**** SOURCE PASSAGE

Day 2 Tuesday
COMMUNITY and the KINDNESS of STRANGERS
The KINDNESS of STRANGERS 1
Here’s one thing I learned recently: When Cameron Tukapua
offers you her house at the beach, well, merde, I suggest you take it. Cameron
has left me clothes, poetry, an eye bag, a yoga nidra cd, tourist info, and a
boffo practice space. She filled the fridge with tapenades and sauces and soy
foods and stacks of fresh vegetables. It’s as if she crawled across my tongue
and cried, “Yes! Yes! I understand!” I think she made sure I was safely
delivered to her door in senses that are more than purely literal; I feel
immensely humbled that this abundance sits with me.
How did I end up here? I went to Cameron for an acupuncture
treatment during training and she asked about my plans once the three weeks
were finished. My plans boiled down to spending an undefined week somewhere in
New Zealand. Her house was going to be empty at the same time. Voila. I have a
plan.
Cameron’s kindness to me seems pretty consistent with how
she lives. She travels between homes in two communities and lately has been
spending considerable time in the Christchurch area to offer support to people
who are traumatized or displaced by the earthquakes and re-building projects.
Her approach speaks volumes about what holism might look like if we practiced
community and compassion in the widest possible sense.
Cameron also has a book due out this spring. Breaking Open looks at new ways of
relating as community and individuals in times of collective crisis and uses
the earthquakes in New Zealand as a metaphor for some serious shaking happening
on a global level. Check www.camerontukapua.com for info.
COMMUNITY in MACROCOSM
To begin, please bear with me while I state the obvious: Sixty
or so strangers orbiting in tandem for an intense training that probes one’s
mental, physical, and spiritual domains has every potential to become an epic
blind date gone bad.

********
**** STUDY MATERIAL

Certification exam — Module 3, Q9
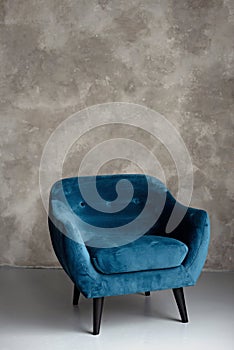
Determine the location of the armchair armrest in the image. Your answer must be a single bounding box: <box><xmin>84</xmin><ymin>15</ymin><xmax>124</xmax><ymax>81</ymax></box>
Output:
<box><xmin>48</xmin><ymin>200</ymin><xmax>99</xmax><ymax>296</ymax></box>
<box><xmin>170</xmin><ymin>208</ymin><xmax>210</xmax><ymax>284</ymax></box>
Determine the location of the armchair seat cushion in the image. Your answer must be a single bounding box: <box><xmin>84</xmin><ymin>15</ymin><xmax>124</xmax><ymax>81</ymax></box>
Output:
<box><xmin>87</xmin><ymin>235</ymin><xmax>188</xmax><ymax>274</ymax></box>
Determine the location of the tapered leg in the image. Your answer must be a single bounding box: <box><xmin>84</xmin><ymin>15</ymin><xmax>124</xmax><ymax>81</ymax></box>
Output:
<box><xmin>73</xmin><ymin>284</ymin><xmax>80</xmax><ymax>305</ymax></box>
<box><xmin>93</xmin><ymin>297</ymin><xmax>104</xmax><ymax>335</ymax></box>
<box><xmin>173</xmin><ymin>288</ymin><xmax>188</xmax><ymax>323</ymax></box>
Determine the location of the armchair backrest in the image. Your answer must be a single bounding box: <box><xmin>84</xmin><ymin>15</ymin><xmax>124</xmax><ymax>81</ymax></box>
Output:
<box><xmin>50</xmin><ymin>174</ymin><xmax>175</xmax><ymax>242</ymax></box>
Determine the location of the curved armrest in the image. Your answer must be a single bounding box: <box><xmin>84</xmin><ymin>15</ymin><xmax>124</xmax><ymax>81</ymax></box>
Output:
<box><xmin>49</xmin><ymin>200</ymin><xmax>98</xmax><ymax>296</ymax></box>
<box><xmin>170</xmin><ymin>208</ymin><xmax>210</xmax><ymax>283</ymax></box>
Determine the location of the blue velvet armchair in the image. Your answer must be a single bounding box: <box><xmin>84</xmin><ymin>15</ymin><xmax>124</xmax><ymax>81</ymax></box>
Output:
<box><xmin>48</xmin><ymin>174</ymin><xmax>210</xmax><ymax>334</ymax></box>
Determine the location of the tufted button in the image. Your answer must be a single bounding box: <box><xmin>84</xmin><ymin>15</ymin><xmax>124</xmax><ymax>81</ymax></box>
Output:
<box><xmin>80</xmin><ymin>201</ymin><xmax>85</xmax><ymax>208</ymax></box>
<box><xmin>132</xmin><ymin>198</ymin><xmax>140</xmax><ymax>204</ymax></box>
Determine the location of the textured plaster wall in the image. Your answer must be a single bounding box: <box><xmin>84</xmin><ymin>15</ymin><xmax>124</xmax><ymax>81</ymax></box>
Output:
<box><xmin>0</xmin><ymin>0</ymin><xmax>234</xmax><ymax>270</ymax></box>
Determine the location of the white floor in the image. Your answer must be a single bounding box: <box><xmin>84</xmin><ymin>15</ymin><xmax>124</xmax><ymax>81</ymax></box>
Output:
<box><xmin>0</xmin><ymin>268</ymin><xmax>234</xmax><ymax>350</ymax></box>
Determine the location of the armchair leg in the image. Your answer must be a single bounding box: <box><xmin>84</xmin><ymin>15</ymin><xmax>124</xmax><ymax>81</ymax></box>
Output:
<box><xmin>173</xmin><ymin>288</ymin><xmax>188</xmax><ymax>323</ymax></box>
<box><xmin>73</xmin><ymin>284</ymin><xmax>80</xmax><ymax>305</ymax></box>
<box><xmin>93</xmin><ymin>297</ymin><xmax>104</xmax><ymax>335</ymax></box>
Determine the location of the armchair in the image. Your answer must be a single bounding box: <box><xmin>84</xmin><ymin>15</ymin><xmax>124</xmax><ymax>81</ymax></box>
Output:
<box><xmin>48</xmin><ymin>174</ymin><xmax>210</xmax><ymax>335</ymax></box>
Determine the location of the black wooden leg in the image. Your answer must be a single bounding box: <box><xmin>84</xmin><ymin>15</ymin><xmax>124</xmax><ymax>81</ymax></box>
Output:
<box><xmin>173</xmin><ymin>288</ymin><xmax>188</xmax><ymax>323</ymax></box>
<box><xmin>93</xmin><ymin>297</ymin><xmax>104</xmax><ymax>335</ymax></box>
<box><xmin>73</xmin><ymin>284</ymin><xmax>80</xmax><ymax>305</ymax></box>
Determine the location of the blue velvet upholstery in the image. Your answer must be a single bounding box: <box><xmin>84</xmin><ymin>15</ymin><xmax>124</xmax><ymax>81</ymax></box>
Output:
<box><xmin>49</xmin><ymin>174</ymin><xmax>210</xmax><ymax>298</ymax></box>
<box><xmin>87</xmin><ymin>235</ymin><xmax>188</xmax><ymax>274</ymax></box>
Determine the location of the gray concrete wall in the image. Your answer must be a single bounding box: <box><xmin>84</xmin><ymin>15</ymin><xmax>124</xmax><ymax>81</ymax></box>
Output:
<box><xmin>0</xmin><ymin>0</ymin><xmax>234</xmax><ymax>270</ymax></box>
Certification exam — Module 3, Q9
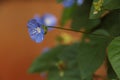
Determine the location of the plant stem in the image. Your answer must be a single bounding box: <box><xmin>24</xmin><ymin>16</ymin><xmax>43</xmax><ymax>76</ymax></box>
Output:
<box><xmin>47</xmin><ymin>26</ymin><xmax>114</xmax><ymax>39</ymax></box>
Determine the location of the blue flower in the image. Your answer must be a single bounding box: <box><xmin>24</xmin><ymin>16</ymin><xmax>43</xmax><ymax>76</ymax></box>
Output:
<box><xmin>41</xmin><ymin>14</ymin><xmax>57</xmax><ymax>26</ymax></box>
<box><xmin>27</xmin><ymin>19</ymin><xmax>44</xmax><ymax>43</ymax></box>
<box><xmin>62</xmin><ymin>0</ymin><xmax>84</xmax><ymax>8</ymax></box>
<box><xmin>27</xmin><ymin>14</ymin><xmax>57</xmax><ymax>43</ymax></box>
<box><xmin>62</xmin><ymin>0</ymin><xmax>75</xmax><ymax>7</ymax></box>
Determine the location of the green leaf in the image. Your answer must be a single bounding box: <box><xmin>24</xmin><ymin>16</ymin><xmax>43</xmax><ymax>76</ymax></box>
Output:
<box><xmin>60</xmin><ymin>5</ymin><xmax>76</xmax><ymax>27</ymax></box>
<box><xmin>78</xmin><ymin>37</ymin><xmax>109</xmax><ymax>79</ymax></box>
<box><xmin>29</xmin><ymin>46</ymin><xmax>66</xmax><ymax>73</ymax></box>
<box><xmin>108</xmin><ymin>37</ymin><xmax>120</xmax><ymax>78</ymax></box>
<box><xmin>90</xmin><ymin>0</ymin><xmax>120</xmax><ymax>19</ymax></box>
<box><xmin>71</xmin><ymin>0</ymin><xmax>100</xmax><ymax>31</ymax></box>
<box><xmin>48</xmin><ymin>69</ymin><xmax>80</xmax><ymax>80</ymax></box>
<box><xmin>48</xmin><ymin>43</ymin><xmax>92</xmax><ymax>80</ymax></box>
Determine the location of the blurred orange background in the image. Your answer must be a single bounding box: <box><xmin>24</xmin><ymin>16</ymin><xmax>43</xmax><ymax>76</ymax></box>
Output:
<box><xmin>0</xmin><ymin>0</ymin><xmax>104</xmax><ymax>80</ymax></box>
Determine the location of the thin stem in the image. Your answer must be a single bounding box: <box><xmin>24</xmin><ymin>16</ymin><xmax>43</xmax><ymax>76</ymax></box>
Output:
<box><xmin>48</xmin><ymin>26</ymin><xmax>114</xmax><ymax>38</ymax></box>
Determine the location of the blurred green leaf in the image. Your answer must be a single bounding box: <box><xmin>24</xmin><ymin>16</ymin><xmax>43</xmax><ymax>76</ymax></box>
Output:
<box><xmin>90</xmin><ymin>0</ymin><xmax>120</xmax><ymax>19</ymax></box>
<box><xmin>56</xmin><ymin>0</ymin><xmax>63</xmax><ymax>3</ymax></box>
<box><xmin>71</xmin><ymin>0</ymin><xmax>100</xmax><ymax>31</ymax></box>
<box><xmin>60</xmin><ymin>4</ymin><xmax>76</xmax><ymax>27</ymax></box>
<box><xmin>108</xmin><ymin>37</ymin><xmax>120</xmax><ymax>78</ymax></box>
<box><xmin>78</xmin><ymin>37</ymin><xmax>109</xmax><ymax>79</ymax></box>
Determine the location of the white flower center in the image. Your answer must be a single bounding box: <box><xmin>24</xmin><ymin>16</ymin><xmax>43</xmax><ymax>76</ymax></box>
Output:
<box><xmin>45</xmin><ymin>18</ymin><xmax>51</xmax><ymax>25</ymax></box>
<box><xmin>35</xmin><ymin>27</ymin><xmax>41</xmax><ymax>33</ymax></box>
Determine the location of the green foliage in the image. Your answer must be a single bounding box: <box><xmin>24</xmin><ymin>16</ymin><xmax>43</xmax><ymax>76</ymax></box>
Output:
<box><xmin>29</xmin><ymin>46</ymin><xmax>66</xmax><ymax>73</ymax></box>
<box><xmin>90</xmin><ymin>0</ymin><xmax>120</xmax><ymax>19</ymax></box>
<box><xmin>71</xmin><ymin>0</ymin><xmax>100</xmax><ymax>31</ymax></box>
<box><xmin>56</xmin><ymin>0</ymin><xmax>63</xmax><ymax>3</ymax></box>
<box><xmin>108</xmin><ymin>37</ymin><xmax>120</xmax><ymax>78</ymax></box>
<box><xmin>29</xmin><ymin>0</ymin><xmax>120</xmax><ymax>80</ymax></box>
<box><xmin>107</xmin><ymin>61</ymin><xmax>117</xmax><ymax>80</ymax></box>
<box><xmin>100</xmin><ymin>9</ymin><xmax>120</xmax><ymax>36</ymax></box>
<box><xmin>60</xmin><ymin>5</ymin><xmax>76</xmax><ymax>27</ymax></box>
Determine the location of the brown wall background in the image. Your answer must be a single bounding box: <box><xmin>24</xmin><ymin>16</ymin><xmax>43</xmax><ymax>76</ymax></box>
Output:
<box><xmin>0</xmin><ymin>0</ymin><xmax>104</xmax><ymax>80</ymax></box>
<box><xmin>0</xmin><ymin>0</ymin><xmax>62</xmax><ymax>80</ymax></box>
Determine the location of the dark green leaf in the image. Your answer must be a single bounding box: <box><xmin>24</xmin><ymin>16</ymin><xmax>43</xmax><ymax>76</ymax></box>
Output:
<box><xmin>108</xmin><ymin>37</ymin><xmax>120</xmax><ymax>78</ymax></box>
<box><xmin>56</xmin><ymin>0</ymin><xmax>63</xmax><ymax>3</ymax></box>
<box><xmin>90</xmin><ymin>0</ymin><xmax>120</xmax><ymax>19</ymax></box>
<box><xmin>100</xmin><ymin>9</ymin><xmax>120</xmax><ymax>36</ymax></box>
<box><xmin>78</xmin><ymin>37</ymin><xmax>109</xmax><ymax>79</ymax></box>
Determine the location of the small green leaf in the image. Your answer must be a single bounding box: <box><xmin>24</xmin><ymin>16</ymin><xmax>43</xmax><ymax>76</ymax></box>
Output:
<box><xmin>107</xmin><ymin>59</ymin><xmax>117</xmax><ymax>80</ymax></box>
<box><xmin>71</xmin><ymin>0</ymin><xmax>100</xmax><ymax>31</ymax></box>
<box><xmin>60</xmin><ymin>5</ymin><xmax>76</xmax><ymax>27</ymax></box>
<box><xmin>56</xmin><ymin>0</ymin><xmax>63</xmax><ymax>3</ymax></box>
<box><xmin>100</xmin><ymin>9</ymin><xmax>120</xmax><ymax>37</ymax></box>
<box><xmin>108</xmin><ymin>37</ymin><xmax>120</xmax><ymax>78</ymax></box>
<box><xmin>78</xmin><ymin>37</ymin><xmax>109</xmax><ymax>79</ymax></box>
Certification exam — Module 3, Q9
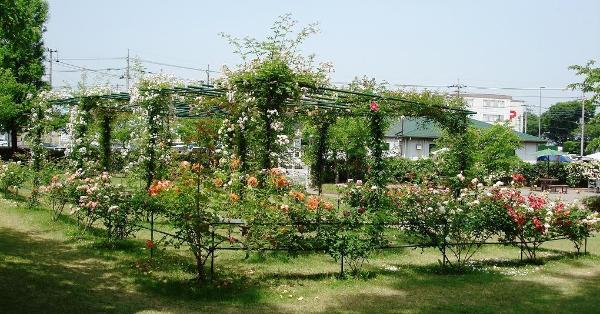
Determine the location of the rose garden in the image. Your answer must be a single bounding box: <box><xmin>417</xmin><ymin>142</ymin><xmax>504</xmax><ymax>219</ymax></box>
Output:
<box><xmin>0</xmin><ymin>19</ymin><xmax>600</xmax><ymax>309</ymax></box>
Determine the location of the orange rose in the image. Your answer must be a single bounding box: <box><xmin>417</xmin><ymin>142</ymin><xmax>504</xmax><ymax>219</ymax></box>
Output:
<box><xmin>306</xmin><ymin>196</ymin><xmax>321</xmax><ymax>210</ymax></box>
<box><xmin>273</xmin><ymin>176</ymin><xmax>289</xmax><ymax>188</ymax></box>
<box><xmin>269</xmin><ymin>168</ymin><xmax>281</xmax><ymax>176</ymax></box>
<box><xmin>213</xmin><ymin>178</ymin><xmax>223</xmax><ymax>188</ymax></box>
<box><xmin>229</xmin><ymin>158</ymin><xmax>242</xmax><ymax>170</ymax></box>
<box><xmin>192</xmin><ymin>163</ymin><xmax>202</xmax><ymax>172</ymax></box>
<box><xmin>290</xmin><ymin>191</ymin><xmax>304</xmax><ymax>202</ymax></box>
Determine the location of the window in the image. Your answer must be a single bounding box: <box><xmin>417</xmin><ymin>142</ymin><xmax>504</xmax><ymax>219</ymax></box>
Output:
<box><xmin>429</xmin><ymin>143</ymin><xmax>436</xmax><ymax>157</ymax></box>
<box><xmin>483</xmin><ymin>114</ymin><xmax>504</xmax><ymax>122</ymax></box>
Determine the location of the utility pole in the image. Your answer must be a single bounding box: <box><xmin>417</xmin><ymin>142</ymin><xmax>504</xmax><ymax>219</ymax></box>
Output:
<box><xmin>579</xmin><ymin>95</ymin><xmax>585</xmax><ymax>158</ymax></box>
<box><xmin>46</xmin><ymin>48</ymin><xmax>58</xmax><ymax>89</ymax></box>
<box><xmin>449</xmin><ymin>78</ymin><xmax>467</xmax><ymax>97</ymax></box>
<box><xmin>125</xmin><ymin>48</ymin><xmax>129</xmax><ymax>92</ymax></box>
<box><xmin>206</xmin><ymin>64</ymin><xmax>210</xmax><ymax>85</ymax></box>
<box><xmin>523</xmin><ymin>105</ymin><xmax>529</xmax><ymax>134</ymax></box>
<box><xmin>538</xmin><ymin>86</ymin><xmax>545</xmax><ymax>137</ymax></box>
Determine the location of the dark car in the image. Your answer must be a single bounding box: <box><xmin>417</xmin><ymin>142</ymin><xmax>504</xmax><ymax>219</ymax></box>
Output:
<box><xmin>537</xmin><ymin>155</ymin><xmax>573</xmax><ymax>162</ymax></box>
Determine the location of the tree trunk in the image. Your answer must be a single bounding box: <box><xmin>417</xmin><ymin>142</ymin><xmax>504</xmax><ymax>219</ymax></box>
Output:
<box><xmin>9</xmin><ymin>126</ymin><xmax>18</xmax><ymax>158</ymax></box>
<box><xmin>196</xmin><ymin>254</ymin><xmax>206</xmax><ymax>284</ymax></box>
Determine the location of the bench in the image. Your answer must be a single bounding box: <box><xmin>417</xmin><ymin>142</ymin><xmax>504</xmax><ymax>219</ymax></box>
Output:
<box><xmin>548</xmin><ymin>184</ymin><xmax>569</xmax><ymax>194</ymax></box>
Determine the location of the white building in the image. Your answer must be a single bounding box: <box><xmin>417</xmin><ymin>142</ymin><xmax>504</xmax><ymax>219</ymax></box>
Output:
<box><xmin>461</xmin><ymin>94</ymin><xmax>526</xmax><ymax>132</ymax></box>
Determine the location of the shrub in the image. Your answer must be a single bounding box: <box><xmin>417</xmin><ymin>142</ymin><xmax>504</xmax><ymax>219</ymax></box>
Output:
<box><xmin>0</xmin><ymin>161</ymin><xmax>28</xmax><ymax>194</ymax></box>
<box><xmin>72</xmin><ymin>172</ymin><xmax>141</xmax><ymax>241</ymax></box>
<box><xmin>565</xmin><ymin>161</ymin><xmax>600</xmax><ymax>187</ymax></box>
<box><xmin>390</xmin><ymin>180</ymin><xmax>502</xmax><ymax>268</ymax></box>
<box><xmin>582</xmin><ymin>196</ymin><xmax>600</xmax><ymax>213</ymax></box>
<box><xmin>385</xmin><ymin>158</ymin><xmax>438</xmax><ymax>184</ymax></box>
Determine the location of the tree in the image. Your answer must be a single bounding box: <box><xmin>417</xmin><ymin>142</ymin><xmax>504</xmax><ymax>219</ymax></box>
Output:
<box><xmin>526</xmin><ymin>111</ymin><xmax>546</xmax><ymax>136</ymax></box>
<box><xmin>541</xmin><ymin>100</ymin><xmax>595</xmax><ymax>145</ymax></box>
<box><xmin>569</xmin><ymin>60</ymin><xmax>600</xmax><ymax>104</ymax></box>
<box><xmin>569</xmin><ymin>60</ymin><xmax>600</xmax><ymax>153</ymax></box>
<box><xmin>475</xmin><ymin>124</ymin><xmax>521</xmax><ymax>177</ymax></box>
<box><xmin>0</xmin><ymin>0</ymin><xmax>48</xmax><ymax>155</ymax></box>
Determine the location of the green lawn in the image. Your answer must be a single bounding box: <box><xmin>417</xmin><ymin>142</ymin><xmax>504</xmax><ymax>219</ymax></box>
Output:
<box><xmin>0</xmin><ymin>198</ymin><xmax>600</xmax><ymax>313</ymax></box>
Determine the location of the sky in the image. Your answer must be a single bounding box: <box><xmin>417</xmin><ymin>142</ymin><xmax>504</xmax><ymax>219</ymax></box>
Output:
<box><xmin>45</xmin><ymin>0</ymin><xmax>600</xmax><ymax>110</ymax></box>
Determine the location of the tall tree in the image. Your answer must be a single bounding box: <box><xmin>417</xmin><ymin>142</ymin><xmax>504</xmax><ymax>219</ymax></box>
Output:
<box><xmin>541</xmin><ymin>100</ymin><xmax>595</xmax><ymax>145</ymax></box>
<box><xmin>0</xmin><ymin>0</ymin><xmax>48</xmax><ymax>151</ymax></box>
<box><xmin>569</xmin><ymin>60</ymin><xmax>600</xmax><ymax>153</ymax></box>
<box><xmin>526</xmin><ymin>111</ymin><xmax>546</xmax><ymax>136</ymax></box>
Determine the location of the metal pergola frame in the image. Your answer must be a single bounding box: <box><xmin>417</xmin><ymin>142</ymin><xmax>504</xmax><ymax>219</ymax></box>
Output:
<box><xmin>51</xmin><ymin>84</ymin><xmax>474</xmax><ymax>118</ymax></box>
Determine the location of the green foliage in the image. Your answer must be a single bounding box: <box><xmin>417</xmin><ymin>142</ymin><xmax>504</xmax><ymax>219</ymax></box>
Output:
<box><xmin>0</xmin><ymin>0</ymin><xmax>48</xmax><ymax>147</ymax></box>
<box><xmin>0</xmin><ymin>161</ymin><xmax>29</xmax><ymax>194</ymax></box>
<box><xmin>392</xmin><ymin>185</ymin><xmax>503</xmax><ymax>268</ymax></box>
<box><xmin>542</xmin><ymin>100</ymin><xmax>596</xmax><ymax>145</ymax></box>
<box><xmin>475</xmin><ymin>124</ymin><xmax>521</xmax><ymax>175</ymax></box>
<box><xmin>563</xmin><ymin>141</ymin><xmax>581</xmax><ymax>155</ymax></box>
<box><xmin>569</xmin><ymin>60</ymin><xmax>600</xmax><ymax>105</ymax></box>
<box><xmin>564</xmin><ymin>161</ymin><xmax>600</xmax><ymax>187</ymax></box>
<box><xmin>386</xmin><ymin>158</ymin><xmax>439</xmax><ymax>184</ymax></box>
<box><xmin>436</xmin><ymin>127</ymin><xmax>479</xmax><ymax>178</ymax></box>
<box><xmin>582</xmin><ymin>196</ymin><xmax>600</xmax><ymax>214</ymax></box>
<box><xmin>526</xmin><ymin>111</ymin><xmax>546</xmax><ymax>136</ymax></box>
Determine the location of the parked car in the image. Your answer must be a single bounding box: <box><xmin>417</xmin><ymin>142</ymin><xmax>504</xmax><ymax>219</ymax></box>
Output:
<box><xmin>537</xmin><ymin>155</ymin><xmax>573</xmax><ymax>162</ymax></box>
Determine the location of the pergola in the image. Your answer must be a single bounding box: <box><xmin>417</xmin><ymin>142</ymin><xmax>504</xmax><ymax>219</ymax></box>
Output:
<box><xmin>51</xmin><ymin>84</ymin><xmax>473</xmax><ymax>192</ymax></box>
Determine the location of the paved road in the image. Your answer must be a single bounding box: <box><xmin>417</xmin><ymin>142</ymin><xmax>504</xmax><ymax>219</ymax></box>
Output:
<box><xmin>519</xmin><ymin>188</ymin><xmax>600</xmax><ymax>202</ymax></box>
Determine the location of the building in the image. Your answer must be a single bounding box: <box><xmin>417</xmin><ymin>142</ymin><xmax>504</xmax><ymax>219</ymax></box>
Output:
<box><xmin>385</xmin><ymin>118</ymin><xmax>547</xmax><ymax>162</ymax></box>
<box><xmin>461</xmin><ymin>94</ymin><xmax>527</xmax><ymax>132</ymax></box>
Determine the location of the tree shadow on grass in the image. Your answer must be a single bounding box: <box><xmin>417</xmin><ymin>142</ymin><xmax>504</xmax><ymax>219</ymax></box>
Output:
<box><xmin>0</xmin><ymin>227</ymin><xmax>273</xmax><ymax>313</ymax></box>
<box><xmin>314</xmin><ymin>255</ymin><xmax>600</xmax><ymax>313</ymax></box>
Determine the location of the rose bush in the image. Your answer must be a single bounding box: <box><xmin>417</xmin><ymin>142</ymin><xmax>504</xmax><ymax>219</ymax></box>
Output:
<box><xmin>0</xmin><ymin>161</ymin><xmax>29</xmax><ymax>194</ymax></box>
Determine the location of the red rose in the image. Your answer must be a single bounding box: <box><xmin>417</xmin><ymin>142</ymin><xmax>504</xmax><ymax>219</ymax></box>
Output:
<box><xmin>371</xmin><ymin>101</ymin><xmax>379</xmax><ymax>111</ymax></box>
<box><xmin>146</xmin><ymin>240</ymin><xmax>156</xmax><ymax>250</ymax></box>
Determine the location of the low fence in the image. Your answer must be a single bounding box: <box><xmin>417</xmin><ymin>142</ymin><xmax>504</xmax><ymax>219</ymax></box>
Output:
<box><xmin>129</xmin><ymin>220</ymin><xmax>595</xmax><ymax>278</ymax></box>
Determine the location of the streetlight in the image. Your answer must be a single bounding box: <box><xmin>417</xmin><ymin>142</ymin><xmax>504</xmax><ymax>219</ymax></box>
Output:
<box><xmin>538</xmin><ymin>86</ymin><xmax>546</xmax><ymax>137</ymax></box>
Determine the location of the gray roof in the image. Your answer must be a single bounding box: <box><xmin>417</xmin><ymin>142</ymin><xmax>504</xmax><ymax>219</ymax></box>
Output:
<box><xmin>385</xmin><ymin>117</ymin><xmax>547</xmax><ymax>143</ymax></box>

********

» WORK TASK: Pick up the journal passage on community and the kindness of strangers right after its last sentence, and continue it. The entries have nothing to do with this.

» ANSWER SECTION:
In yesterday’s post I outlined some of the qualities that marked
this teacher training as exceptional. Specifically why it was exceptional is something I’ve spent some time mulling.
Someone suggested that, given the seriousness of the earthquakes and the
perpetuity of the aftershocks (more about that in another post), people
disinclined to instability didn’t come. (Okay, well, that’s not exactly how it
was stated. They said the “flighty” people didn’t come. I was trying to dress
that idea up.) Someone else outlined that, astrologically, our training
occurred at the optimal time. I like it. Roger
that.
I’m kind of down with an explanation that synthesizes karma
with culinary fundamentals to produce an unforeseen telos: sixty separate
karma’s, histories, intentions, DNA profiles, or personalities (pick your
weapons) plop themselves down under one roof (or into one crucible, as it were)
and collectively operate at a rare, refined level. It was like someone decided
to make soup with sixty ingredients and each was added in just
the right proportion to make very, very good soup.